-- EXCERPT PROVIDED follows --
Chenxiang Lin receives Smith Family Foundation Odyssey Award

Saturday, August 29, 2020

Congratulations to Dr. Chenxiang Lin, Associate Professor of Cell Biology, who has received a Smith Family Foundation Odyssey Award for his project “Tension-loaded DNA Nanodevices for Structural Determination of Mechanosensitive Proteins.”

From his lab at the Yale Nanobiology Institute, Lin’s project seeks to understand the biochemical signal network that senses, modulates, and reacts to the strength and direction of mechanical forces at play inside our blood vessel and heart muscle cells.

Existing research tools either measure the force applied to a protein or reveal its structure, but not both simultaneously.

The Lin lab aim to develop a versatile nanodevice, with rigid, plier-like arms, to apply controlled forces to signal proteins in a cell-free environment, incorporating sensors into the device to measure the tension across each protein of interest.

Explaining these fundamental cellular mechanisms will help to inspire novel therapeutic interventions for diseases such as arteriosclerosis and cancer.
-- EXCERPT PROVIDED concluded --
-- DATA UNDER STUDY follows --
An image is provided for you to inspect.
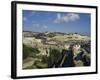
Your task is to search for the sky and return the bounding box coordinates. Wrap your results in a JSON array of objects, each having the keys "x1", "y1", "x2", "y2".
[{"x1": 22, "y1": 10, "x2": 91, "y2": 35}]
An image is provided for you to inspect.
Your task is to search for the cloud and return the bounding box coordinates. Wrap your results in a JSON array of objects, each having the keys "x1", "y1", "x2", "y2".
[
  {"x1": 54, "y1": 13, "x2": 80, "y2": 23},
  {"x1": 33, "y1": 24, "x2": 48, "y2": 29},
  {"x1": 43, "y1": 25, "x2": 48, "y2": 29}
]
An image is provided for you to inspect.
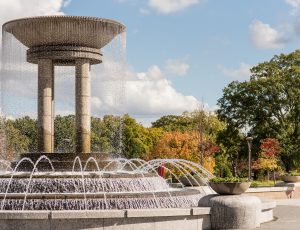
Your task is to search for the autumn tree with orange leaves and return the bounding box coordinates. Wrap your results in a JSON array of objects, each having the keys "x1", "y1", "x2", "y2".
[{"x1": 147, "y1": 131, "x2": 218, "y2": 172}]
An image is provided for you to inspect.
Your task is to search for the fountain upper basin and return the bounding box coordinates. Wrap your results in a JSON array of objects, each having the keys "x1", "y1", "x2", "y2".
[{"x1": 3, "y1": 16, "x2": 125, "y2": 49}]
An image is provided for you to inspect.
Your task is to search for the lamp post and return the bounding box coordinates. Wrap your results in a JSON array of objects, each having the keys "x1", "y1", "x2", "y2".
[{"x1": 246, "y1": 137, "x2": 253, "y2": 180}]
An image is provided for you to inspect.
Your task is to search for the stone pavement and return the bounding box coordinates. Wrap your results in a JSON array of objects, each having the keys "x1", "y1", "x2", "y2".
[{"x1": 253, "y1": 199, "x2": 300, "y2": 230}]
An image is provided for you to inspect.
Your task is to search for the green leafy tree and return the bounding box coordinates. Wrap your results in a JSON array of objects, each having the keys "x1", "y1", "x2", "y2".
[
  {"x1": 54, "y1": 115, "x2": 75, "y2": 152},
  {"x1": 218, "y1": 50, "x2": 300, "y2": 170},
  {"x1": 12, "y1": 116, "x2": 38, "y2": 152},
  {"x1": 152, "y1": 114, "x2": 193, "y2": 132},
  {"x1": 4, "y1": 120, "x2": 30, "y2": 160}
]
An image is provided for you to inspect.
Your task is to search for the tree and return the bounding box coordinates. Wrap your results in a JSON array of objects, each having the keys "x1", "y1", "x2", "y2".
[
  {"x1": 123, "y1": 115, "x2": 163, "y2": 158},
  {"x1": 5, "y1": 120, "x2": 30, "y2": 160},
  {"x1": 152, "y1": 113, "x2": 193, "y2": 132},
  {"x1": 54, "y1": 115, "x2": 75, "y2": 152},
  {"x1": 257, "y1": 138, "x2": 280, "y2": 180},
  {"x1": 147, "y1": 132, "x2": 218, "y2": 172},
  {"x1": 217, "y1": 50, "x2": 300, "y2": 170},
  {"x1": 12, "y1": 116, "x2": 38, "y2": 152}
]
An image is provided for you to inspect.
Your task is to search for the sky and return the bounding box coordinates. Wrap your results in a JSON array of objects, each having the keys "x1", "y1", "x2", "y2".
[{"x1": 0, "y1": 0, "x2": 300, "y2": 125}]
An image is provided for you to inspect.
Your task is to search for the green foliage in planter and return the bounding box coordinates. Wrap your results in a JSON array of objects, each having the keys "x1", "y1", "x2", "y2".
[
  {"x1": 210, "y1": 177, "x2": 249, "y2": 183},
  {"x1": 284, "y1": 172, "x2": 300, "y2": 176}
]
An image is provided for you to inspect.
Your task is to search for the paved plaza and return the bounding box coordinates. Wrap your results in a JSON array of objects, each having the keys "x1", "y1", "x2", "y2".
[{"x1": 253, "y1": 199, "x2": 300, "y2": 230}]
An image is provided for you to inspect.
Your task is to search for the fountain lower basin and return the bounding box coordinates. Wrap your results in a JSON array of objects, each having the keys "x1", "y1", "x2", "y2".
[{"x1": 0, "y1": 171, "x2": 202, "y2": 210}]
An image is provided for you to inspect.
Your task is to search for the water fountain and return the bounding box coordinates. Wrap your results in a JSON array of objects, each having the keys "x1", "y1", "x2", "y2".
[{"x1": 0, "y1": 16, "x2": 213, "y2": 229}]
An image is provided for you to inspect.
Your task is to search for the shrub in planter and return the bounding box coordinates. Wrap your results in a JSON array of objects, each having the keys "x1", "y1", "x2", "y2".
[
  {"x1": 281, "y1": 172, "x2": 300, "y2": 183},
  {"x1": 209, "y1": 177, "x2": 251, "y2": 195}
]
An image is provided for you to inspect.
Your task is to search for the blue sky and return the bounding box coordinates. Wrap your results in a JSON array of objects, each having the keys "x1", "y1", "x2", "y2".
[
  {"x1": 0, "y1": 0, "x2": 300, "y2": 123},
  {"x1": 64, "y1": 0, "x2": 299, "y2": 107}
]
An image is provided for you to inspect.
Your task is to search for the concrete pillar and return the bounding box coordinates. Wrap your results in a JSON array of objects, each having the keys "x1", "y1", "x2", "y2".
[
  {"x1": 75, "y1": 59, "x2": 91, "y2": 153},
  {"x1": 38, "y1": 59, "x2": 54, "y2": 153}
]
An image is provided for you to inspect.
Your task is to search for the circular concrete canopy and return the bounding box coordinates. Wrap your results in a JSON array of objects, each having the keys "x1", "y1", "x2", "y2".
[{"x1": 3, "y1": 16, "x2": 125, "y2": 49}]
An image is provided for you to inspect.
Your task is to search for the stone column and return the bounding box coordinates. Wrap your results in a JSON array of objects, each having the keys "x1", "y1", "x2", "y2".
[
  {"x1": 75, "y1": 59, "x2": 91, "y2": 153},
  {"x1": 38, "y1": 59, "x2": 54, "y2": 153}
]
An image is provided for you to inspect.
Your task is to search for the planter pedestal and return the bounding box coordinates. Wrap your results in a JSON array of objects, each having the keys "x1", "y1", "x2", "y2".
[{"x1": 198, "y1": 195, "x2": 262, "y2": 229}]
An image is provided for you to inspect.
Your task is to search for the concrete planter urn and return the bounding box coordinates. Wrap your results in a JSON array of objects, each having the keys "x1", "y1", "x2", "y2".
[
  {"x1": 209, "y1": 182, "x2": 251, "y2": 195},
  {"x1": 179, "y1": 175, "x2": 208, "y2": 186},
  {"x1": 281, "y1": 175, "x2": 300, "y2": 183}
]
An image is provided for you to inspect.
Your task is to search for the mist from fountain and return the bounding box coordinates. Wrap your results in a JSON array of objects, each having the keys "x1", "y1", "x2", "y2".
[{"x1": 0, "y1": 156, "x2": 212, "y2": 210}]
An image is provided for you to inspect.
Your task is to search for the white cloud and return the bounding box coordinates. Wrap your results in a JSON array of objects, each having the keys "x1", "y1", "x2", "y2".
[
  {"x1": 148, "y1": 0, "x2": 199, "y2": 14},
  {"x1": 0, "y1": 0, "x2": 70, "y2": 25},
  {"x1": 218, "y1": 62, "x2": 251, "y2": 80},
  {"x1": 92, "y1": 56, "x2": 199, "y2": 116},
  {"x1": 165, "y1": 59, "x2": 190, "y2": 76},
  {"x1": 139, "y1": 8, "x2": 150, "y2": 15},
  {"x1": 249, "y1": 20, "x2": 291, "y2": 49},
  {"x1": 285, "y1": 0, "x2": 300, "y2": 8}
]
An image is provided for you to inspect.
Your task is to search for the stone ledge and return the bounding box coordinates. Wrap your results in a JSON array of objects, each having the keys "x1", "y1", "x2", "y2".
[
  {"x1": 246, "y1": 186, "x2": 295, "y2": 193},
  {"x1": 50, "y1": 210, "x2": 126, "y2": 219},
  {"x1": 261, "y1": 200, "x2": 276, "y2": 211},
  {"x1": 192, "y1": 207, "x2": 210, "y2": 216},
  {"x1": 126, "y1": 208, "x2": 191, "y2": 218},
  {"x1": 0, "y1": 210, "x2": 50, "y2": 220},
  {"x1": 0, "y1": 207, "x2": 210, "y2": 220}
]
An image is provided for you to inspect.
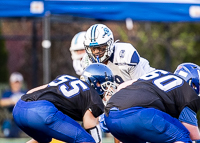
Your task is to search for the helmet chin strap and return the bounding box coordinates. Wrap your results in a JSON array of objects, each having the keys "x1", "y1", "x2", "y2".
-- DATA UNDER STUDY concluded --
-- DATA UNDER STUDY follows --
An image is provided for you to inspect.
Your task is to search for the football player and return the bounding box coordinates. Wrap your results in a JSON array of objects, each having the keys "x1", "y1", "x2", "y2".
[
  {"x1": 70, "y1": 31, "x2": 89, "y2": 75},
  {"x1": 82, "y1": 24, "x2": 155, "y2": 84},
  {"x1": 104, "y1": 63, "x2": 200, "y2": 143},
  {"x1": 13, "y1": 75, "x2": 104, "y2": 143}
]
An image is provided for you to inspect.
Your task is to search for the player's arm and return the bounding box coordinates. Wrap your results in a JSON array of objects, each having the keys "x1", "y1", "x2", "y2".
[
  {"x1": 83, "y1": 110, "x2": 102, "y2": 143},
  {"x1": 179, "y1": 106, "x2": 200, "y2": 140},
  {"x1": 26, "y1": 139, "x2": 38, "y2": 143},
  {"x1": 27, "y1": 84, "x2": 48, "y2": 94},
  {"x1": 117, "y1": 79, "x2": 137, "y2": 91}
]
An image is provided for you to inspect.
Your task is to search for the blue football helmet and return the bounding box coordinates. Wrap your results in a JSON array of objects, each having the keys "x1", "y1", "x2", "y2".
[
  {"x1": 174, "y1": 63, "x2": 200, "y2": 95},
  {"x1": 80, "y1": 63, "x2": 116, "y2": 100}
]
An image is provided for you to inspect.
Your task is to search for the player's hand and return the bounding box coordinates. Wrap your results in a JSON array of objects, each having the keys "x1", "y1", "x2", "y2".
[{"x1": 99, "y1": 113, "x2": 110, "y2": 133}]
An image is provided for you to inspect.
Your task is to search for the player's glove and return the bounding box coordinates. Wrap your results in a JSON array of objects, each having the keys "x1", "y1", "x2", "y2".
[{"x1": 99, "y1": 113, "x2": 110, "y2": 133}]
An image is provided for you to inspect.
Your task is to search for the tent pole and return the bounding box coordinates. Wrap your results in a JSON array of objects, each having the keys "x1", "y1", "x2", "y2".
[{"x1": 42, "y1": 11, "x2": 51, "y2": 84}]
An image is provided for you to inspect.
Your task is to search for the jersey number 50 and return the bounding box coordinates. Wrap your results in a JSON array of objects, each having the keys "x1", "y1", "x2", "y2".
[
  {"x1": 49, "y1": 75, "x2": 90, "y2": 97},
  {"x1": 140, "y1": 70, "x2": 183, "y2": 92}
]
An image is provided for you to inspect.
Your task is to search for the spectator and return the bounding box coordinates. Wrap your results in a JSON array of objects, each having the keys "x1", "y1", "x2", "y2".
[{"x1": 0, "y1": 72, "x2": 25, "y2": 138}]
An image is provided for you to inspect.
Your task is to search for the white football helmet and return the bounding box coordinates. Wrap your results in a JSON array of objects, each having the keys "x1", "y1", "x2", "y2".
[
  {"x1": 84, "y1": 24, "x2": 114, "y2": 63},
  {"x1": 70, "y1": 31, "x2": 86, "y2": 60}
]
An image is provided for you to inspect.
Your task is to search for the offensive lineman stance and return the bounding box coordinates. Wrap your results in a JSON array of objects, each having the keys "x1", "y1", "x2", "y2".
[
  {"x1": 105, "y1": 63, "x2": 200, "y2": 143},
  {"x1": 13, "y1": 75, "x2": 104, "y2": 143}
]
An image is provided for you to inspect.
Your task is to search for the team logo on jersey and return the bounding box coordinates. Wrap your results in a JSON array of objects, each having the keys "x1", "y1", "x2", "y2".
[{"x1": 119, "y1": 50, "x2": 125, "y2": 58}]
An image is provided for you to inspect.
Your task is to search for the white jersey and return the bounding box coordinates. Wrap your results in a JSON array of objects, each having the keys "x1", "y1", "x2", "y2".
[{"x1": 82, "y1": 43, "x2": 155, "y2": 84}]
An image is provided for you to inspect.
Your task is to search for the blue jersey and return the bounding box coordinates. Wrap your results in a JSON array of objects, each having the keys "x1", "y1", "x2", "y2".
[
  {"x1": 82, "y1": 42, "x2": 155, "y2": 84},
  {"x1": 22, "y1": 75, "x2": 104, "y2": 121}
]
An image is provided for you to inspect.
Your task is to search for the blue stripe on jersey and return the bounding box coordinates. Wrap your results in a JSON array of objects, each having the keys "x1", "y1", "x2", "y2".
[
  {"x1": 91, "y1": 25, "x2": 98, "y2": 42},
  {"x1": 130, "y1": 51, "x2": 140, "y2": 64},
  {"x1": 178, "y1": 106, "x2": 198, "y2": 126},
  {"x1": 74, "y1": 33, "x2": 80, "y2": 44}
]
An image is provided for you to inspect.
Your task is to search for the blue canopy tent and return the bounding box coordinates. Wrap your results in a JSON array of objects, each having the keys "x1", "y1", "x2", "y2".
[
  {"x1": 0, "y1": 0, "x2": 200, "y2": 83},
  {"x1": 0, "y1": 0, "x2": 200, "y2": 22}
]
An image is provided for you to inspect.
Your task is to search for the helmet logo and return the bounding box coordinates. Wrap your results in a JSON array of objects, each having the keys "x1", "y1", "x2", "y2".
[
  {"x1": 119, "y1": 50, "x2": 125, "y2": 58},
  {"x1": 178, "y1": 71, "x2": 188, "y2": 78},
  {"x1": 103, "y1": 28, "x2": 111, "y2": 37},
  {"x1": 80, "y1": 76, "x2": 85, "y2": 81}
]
-- DATA UNDER STUDY concluded --
* [WORK ORDER A] According to the announcement of Chenxiang Lin's award, why does it matter to explain the cellular mechanisms his project studies? Answer in one to three sentences.
* [WORK ORDER B] Does each statement agree with the announcement of Chenxiang Lin's award? Answer yes or no, and quote the deciding words. (i) Lin holds the position of Associate Professor of Cell Biology. (ii) Existing research tools can measure the force on a protein and reveal its structure at the same time. (iii) The planned nanodevice will apply forces to signal proteins inside living cells.
* [WORK ORDER C] Resume the announcement of Chenxiang Lin's Odyssey Award from its last sentence.

* [RESPONSE A] Explaining these mechanisms matters because it "will help to inspire novel therapeutic interventions" for diseases such as arteriosclerosis and cancer.

* [RESPONSE B]
(i) Yes: "Associate Professor of Cell Biology"
(ii) No: "either measure the force applied to a protein or reveal its structure, but not both simultaneously"
(iii) No: "in a cell-free environment"

* [RESPONSE C]
Lin has been a faculty member at the West Campus Nanobiology Institute since 2012. The Institute focuses on the discovery of principles that unite living and synthetic materials at the nanoscale - usually measured in nanometers, equal to one billionth of a meter. Researchers explore synthetic cellular nano-machines as a means to mimic complex biological assemblies.

Lin’s research manipulates DNA like a building material, creating scaffolds and hoops that are found nowhere in nature but that make possible a new realm of cell biology experiments.

The Smith Family Foundation Odyssey Award, a program of the Richard and Susan Smith Family Foundation, was created in 2017 to fuel creativity and innovation in junior investigators in the basic sciences. The Award supports the pursuit of high impact ideas to generate breakthroughs and drive new directions in biomedical research. The awards fund high-risk, high-reward pilot projects solicited from the brightest junior faculty in the region.